■ ABOUT THIS EXERCISE ■
Switch "rough mask" to "coarse mask" in the rows from the start through the line containing "box: [170, 88, 226, 101]", leaving everything else unchanged. Give back only those lines, without the pictures.

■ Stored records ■
··········

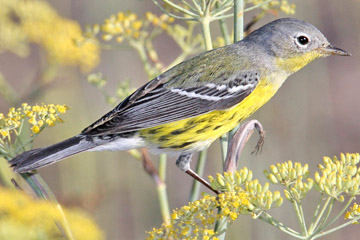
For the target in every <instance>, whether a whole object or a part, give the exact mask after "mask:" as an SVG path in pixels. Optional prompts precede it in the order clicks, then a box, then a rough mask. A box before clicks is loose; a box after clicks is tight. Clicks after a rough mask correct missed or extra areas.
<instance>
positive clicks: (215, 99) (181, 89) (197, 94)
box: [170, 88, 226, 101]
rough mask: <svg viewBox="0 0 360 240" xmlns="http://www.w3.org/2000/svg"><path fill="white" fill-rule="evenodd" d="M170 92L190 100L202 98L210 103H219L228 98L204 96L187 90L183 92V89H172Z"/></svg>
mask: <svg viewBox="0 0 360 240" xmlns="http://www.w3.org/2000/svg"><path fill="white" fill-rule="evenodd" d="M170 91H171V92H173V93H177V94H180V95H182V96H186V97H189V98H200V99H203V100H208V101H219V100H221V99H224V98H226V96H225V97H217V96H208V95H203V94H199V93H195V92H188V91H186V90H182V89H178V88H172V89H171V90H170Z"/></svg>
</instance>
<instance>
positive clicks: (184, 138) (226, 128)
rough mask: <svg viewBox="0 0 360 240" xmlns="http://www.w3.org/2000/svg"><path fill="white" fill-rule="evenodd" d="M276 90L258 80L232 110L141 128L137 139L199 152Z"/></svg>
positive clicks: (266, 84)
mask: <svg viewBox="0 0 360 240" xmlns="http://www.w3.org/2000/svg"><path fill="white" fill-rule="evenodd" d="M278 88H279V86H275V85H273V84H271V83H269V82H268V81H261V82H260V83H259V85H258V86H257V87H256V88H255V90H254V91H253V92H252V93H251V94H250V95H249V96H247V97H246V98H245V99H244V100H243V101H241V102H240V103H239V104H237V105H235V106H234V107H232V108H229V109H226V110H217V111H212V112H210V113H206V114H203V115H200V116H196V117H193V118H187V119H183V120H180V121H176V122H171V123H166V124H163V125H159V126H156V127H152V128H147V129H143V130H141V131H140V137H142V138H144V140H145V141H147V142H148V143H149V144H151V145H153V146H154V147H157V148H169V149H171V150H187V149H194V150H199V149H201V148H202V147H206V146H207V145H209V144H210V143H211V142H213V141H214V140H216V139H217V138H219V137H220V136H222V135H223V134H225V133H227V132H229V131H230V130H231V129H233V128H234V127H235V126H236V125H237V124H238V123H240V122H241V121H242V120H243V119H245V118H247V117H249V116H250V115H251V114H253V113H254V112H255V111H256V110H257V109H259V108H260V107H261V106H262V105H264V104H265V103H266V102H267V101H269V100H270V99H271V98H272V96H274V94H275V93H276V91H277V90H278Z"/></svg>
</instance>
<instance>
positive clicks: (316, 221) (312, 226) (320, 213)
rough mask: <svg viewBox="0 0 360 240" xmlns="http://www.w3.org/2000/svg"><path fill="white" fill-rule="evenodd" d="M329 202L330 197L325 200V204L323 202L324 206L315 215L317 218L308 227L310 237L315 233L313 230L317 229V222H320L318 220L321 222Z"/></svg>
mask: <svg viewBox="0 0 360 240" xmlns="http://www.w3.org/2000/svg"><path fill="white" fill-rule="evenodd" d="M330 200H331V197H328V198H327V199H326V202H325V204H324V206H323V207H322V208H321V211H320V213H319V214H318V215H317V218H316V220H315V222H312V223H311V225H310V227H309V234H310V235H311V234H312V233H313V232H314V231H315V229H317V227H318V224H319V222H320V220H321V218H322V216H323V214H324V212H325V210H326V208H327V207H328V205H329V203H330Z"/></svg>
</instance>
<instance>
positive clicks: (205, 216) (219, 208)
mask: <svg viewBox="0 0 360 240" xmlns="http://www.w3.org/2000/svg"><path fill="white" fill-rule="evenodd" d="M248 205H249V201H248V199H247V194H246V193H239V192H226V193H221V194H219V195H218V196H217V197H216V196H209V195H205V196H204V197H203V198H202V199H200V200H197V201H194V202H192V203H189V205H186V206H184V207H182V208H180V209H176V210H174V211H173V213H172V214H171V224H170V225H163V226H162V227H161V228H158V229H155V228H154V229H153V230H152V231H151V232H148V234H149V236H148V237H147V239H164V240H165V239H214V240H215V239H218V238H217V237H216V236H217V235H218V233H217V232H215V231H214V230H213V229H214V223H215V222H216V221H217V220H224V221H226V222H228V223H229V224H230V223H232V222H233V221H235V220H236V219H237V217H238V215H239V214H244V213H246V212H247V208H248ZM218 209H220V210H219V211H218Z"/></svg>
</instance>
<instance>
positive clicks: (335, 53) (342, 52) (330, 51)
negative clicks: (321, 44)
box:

··········

■ WRITTEN REPLY ■
For the target in every <instance>, whether a whole object or a part, give the exact mask after "mask:" as an SVG path in pixels. Optional prompts precede it in the order clicks, then a box, then a coarse mask. A box before clicks is loose; a box after clicks is tight. Clicks after a coarse mask correct missed or extra areas.
<instance>
positive clicks: (215, 99) (181, 89) (197, 94)
box: [170, 88, 226, 101]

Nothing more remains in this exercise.